読む抜粋:
---

カフェオープンはずっとあたためてきた夢だったので、実際にそれが形になる緊張感と向き合うハードル、みたいなものはあったかもしれません。特効薬のような乗り越え方はなくて、覚悟を決めて進むしかないのかなと思いますね。特に複業の場合は、忙しさや他に収入があることを理由に間延びしてしまうので、ある程度自分で自分を追い込む必要がありました。

(写真:内山温那)

長期的な視点で人生を豊かに、小布施にカフェ文化を育んでいく

――オープンから1年経ち、ご自身の変化や学びは感じていますか?

始める前は、「提供する野菜も肉もドリンクも全て良いものを選びたい。たとえ儲けが出なくても、納得いくメニューを出したい」と考えていた時期がありました。しかし運営していて気づいたのが、たとえ複業でも、商売のための場でなくても、きちんと次につながる利益は出さないといけないということです。

――次につながる利益、ですか。

はい。今まで全く意識していなかったのですが、自分の行動が利益に結びつかないと、面白いくらいにモチベーションが保てないんです。
例えば「このかぼちゃプリン1ホールを10切れにして10人に食べてもらっても、原価にしかならない」とかって考えてしまうと、途端に店に立つのが楽しくなくなってしまう。私が立たないと店はオープンできませんから、モチベーションの維持はとても大切です。まだうまく言葉にできませんが、きちんと美味しいものを提供して利益を上げ、いい空間を作る。この3つをうまく回していかないと、理想のカフェはできそうにないと感じています。

――理想のカフェ実現に向け、まだまだ進化が続いていきそうですね。今後挑戦したいこと、考えている展開があれば教えてください。

料理に関しては永遠の素人で、家庭料理の延長にあるような、ハンドメイドの美味しさを届けていきたいです。そこにコーヒーがあって、素敵なものや人との出会いがあって、心地よい空間があって。それらが組み合わさって特別なものになるのが、カフェの良さだと思います。

---

記録資料:
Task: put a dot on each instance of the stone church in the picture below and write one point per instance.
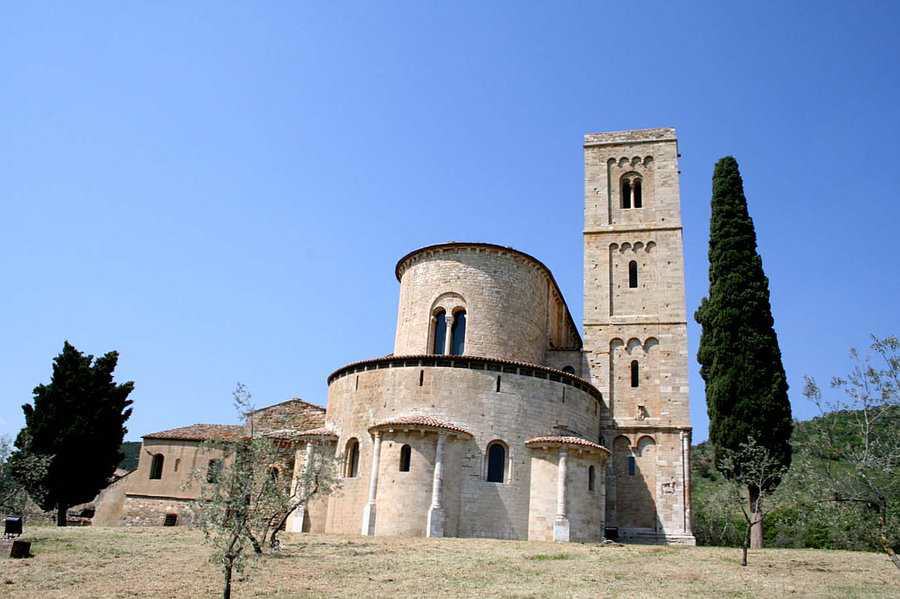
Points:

---

小問 A:
抜粋の「長期的な視点で人生を豊かに、小布施にカフェ文化を育んでいく」で始まり「のになるのが、カフェの良さだと思います。」で終わる部分を、「モチベーション」を「やる気」に替えて書き直してください。
小問 B:
抜粋の例では、かぼちゃプリン1ホールを何切れに分けていますか。
小問 C:
抜粋によると、理想のカフェのためにうまく回していく必要がある3つのことは何ですか。すべて挙げてください。
資料は別の出どころから集めたものです。

正解 A:
長期的な視点で人生を豊かに、小布施にカフェ文化を育んでいく

――オープンから1年経ち、ご自身の変化や学びは感じていますか?

始める前は、「提供する野菜も肉もドリンクも全て良いものを選びたい。たとえ儲けが出なくても、納得いくメニューを出したい」と考えていた時期がありました。しかし運営していて気づいたのが、たとえ複業でも、商売のための場でなくても、きちんと次につながる利益は出さないといけないということです。

――次につながる利益、ですか。

はい。今まで全く意識していなかったのですが、自分の行動が利益に結びつかないと、面白いくらいにやる気が保てないんです。
例えば「このかぼちゃプリン1ホールを10切れにして10人に食べてもらっても、原価にしかならない」とかって考えてしまうと、途端に店に立つのが楽しくなくなってしまう。私が立たないと店はオープンできませんから、やる気の維持はとても大切です。まだうまく言葉にできませんが、きちんと美味しいものを提供して利益を上げ、いい空間を作る。この3つをうまく回していかないと、理想のカフェはできそうにないと感じています。

――理想のカフェ実現に向け、まだまだ進化が続いていきそうですね。今後挑戦したいこと、考えている展開があれば教えてください。

料理に関しては永遠の素人で、家庭料理の延長にあるような、ハンドメイドの美味しさを届けていきたいです。そこにコーヒーがあって、素敵なものや人との出会いがあって、心地よい空間があって。それらが組み合わさって特別なものになるのが、カフェの良さだと思います。

正解 B:
10切れ

正解 C:
- きちんと美味しいものを提供すること
- 利益を上げること
- いい空間を作ること